PROBLEM REQUIREMENTS:
Every line containing the word "yellow" is to be copied from the data below.

Data extracted from a collection
⟨

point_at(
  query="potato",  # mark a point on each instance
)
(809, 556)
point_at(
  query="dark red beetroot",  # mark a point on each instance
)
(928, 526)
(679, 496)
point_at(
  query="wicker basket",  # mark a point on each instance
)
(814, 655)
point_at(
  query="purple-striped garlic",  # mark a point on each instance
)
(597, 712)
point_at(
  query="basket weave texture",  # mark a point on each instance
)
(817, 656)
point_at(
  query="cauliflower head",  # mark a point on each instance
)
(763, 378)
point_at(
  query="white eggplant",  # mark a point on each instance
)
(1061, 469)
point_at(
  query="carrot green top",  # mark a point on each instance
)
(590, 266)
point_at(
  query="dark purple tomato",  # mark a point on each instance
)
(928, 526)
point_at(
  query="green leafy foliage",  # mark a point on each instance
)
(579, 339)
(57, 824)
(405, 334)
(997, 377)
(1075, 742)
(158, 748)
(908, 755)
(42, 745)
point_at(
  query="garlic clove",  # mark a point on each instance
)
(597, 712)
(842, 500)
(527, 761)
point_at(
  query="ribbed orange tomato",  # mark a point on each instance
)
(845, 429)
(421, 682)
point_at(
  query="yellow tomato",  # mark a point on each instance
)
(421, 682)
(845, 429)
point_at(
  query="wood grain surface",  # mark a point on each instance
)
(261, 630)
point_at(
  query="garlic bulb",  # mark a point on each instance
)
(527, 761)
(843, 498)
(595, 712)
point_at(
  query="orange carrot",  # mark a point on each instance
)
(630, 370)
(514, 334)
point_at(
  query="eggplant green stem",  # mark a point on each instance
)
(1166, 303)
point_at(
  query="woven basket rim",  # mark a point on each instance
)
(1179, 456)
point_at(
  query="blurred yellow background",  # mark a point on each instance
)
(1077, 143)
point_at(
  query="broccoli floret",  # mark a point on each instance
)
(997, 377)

⟩

TASK ANSWER:
  query="yellow tomato",  # mark a point on each instance
  query="blurred yellow background",  # mark a point on each instance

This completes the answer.